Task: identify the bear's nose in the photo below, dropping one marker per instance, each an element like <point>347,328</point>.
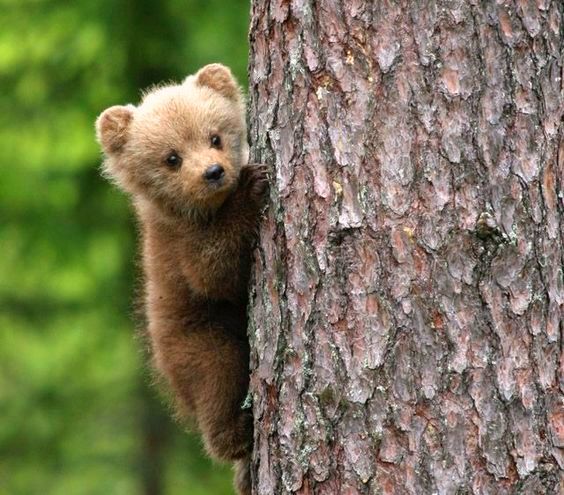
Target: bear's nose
<point>214,172</point>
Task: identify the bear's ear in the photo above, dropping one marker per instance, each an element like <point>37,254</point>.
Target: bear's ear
<point>219,78</point>
<point>112,127</point>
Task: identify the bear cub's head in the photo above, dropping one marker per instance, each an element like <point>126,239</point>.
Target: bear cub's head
<point>183,146</point>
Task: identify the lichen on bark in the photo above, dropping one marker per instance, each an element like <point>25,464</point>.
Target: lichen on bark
<point>406,318</point>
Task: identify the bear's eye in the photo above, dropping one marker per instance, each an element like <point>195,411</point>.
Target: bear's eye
<point>215,141</point>
<point>174,160</point>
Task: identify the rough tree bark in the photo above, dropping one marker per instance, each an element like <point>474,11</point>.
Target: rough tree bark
<point>406,321</point>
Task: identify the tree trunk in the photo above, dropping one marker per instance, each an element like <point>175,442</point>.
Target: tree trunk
<point>406,321</point>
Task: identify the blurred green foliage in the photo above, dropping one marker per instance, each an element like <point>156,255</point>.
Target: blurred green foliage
<point>76,413</point>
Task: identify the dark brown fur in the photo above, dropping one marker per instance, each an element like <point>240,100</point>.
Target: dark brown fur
<point>196,246</point>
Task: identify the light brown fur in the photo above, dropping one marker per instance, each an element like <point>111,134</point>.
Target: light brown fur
<point>197,241</point>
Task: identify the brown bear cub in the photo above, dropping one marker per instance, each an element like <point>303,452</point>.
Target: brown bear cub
<point>182,156</point>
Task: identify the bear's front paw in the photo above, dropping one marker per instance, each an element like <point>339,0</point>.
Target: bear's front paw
<point>254,181</point>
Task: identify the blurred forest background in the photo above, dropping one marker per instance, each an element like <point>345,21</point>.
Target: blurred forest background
<point>77,413</point>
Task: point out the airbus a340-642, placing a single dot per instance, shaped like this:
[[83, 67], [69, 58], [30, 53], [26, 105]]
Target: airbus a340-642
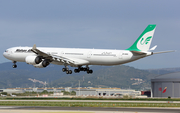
[[41, 57]]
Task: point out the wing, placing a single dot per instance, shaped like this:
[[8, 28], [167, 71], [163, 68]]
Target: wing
[[61, 59]]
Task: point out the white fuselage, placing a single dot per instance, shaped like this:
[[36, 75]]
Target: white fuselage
[[93, 56]]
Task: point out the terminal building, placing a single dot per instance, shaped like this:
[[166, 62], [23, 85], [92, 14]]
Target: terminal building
[[107, 92], [167, 85]]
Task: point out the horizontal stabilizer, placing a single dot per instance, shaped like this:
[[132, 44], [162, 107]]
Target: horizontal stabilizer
[[163, 52], [153, 48]]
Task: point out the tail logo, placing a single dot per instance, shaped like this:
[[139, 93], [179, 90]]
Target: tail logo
[[145, 41]]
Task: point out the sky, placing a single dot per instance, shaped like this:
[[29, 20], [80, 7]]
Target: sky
[[99, 24]]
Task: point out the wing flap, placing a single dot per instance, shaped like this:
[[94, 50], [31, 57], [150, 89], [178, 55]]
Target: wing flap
[[62, 59]]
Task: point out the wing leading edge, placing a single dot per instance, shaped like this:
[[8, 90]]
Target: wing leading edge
[[61, 59]]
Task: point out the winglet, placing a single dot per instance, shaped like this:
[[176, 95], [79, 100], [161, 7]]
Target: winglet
[[34, 47]]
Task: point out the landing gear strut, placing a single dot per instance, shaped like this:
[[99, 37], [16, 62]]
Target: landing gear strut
[[83, 69], [66, 69], [14, 66]]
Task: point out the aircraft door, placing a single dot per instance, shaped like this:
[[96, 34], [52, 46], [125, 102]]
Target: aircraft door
[[120, 55], [89, 54]]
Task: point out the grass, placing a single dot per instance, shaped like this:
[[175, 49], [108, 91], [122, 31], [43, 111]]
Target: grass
[[47, 98], [86, 104]]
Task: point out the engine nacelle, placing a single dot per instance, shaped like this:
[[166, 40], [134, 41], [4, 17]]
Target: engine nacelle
[[43, 64], [33, 60]]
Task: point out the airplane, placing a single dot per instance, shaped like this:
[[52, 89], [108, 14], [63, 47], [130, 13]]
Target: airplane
[[41, 57], [3, 95], [13, 95]]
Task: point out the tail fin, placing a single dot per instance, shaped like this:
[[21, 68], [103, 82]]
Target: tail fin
[[144, 41]]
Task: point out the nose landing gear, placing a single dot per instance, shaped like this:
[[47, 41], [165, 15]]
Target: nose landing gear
[[14, 66]]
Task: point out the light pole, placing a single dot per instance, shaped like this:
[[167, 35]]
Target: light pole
[[79, 87]]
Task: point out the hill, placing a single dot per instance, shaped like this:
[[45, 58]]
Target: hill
[[103, 76]]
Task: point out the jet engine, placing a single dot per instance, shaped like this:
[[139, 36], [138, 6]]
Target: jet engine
[[42, 64], [33, 60], [37, 61]]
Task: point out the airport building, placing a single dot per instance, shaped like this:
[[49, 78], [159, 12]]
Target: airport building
[[90, 91], [167, 85], [107, 92]]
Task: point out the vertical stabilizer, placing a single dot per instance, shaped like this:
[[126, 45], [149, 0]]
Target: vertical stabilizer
[[144, 41]]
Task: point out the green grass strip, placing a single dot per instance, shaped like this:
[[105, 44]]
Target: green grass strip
[[86, 104]]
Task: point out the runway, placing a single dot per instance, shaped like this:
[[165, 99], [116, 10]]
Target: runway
[[130, 101], [15, 109]]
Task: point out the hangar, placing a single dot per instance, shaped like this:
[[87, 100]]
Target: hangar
[[167, 85]]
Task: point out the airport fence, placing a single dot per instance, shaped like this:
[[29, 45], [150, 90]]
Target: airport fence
[[86, 104]]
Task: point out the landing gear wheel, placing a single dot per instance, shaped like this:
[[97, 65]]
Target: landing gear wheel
[[89, 71], [70, 72], [15, 66], [63, 69], [67, 72], [76, 70]]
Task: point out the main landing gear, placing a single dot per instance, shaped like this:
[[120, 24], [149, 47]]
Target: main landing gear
[[14, 66], [66, 69], [83, 69]]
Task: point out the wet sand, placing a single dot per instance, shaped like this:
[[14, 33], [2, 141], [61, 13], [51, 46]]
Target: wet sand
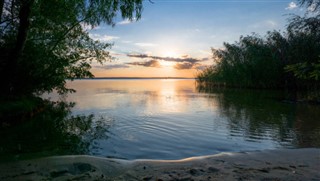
[[268, 165]]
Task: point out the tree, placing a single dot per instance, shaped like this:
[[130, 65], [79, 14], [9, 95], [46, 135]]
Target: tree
[[45, 42], [313, 5]]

· · · · ·

> **PROBLEM REQUIREMENTS**: Reproduce the listing verbatim from its first line through the line containing "<point>76,413</point>", including both of those lines and omitting the pictures.

> **SOLUTION TO THE EXERCISE**:
Task: identify the bear's nose in the photo below, dropping one marker per instance, each an element like <point>347,328</point>.
Target: bear's nose
<point>214,172</point>
Task: identify the bear's ear in the photo above, dropping one marker per instance, each an element like <point>37,254</point>.
Target: bear's ear
<point>219,78</point>
<point>112,127</point>
Task: identify the bear cub's head in the photo above, dropping one marker per instance, each an element like <point>126,239</point>.
Target: bear cub's head
<point>183,146</point>
Task: identify the lichen on bark in the photo above, dropping one marker per instance, each an element like <point>25,464</point>.
Target: lichen on bark
<point>406,318</point>
Task: identify the bear's eye in the photo above, dropping one marker per instance, each an element like <point>195,411</point>.
Target: bear's eye
<point>215,141</point>
<point>174,160</point>
Task: identify the rough tree bark in the photo above, dropping one marker per instance, each an element like <point>474,11</point>.
Target: rough tree bark
<point>406,321</point>
Task: identify the tree trunk in the photo above, dropping one marker per instance, each an element like <point>175,442</point>.
Target: tree trunk
<point>406,321</point>
Task: identify the blurred green foliage in the photo above, dropping one marker per instance, each an element like <point>156,255</point>.
Target: blurred green foliage
<point>76,413</point>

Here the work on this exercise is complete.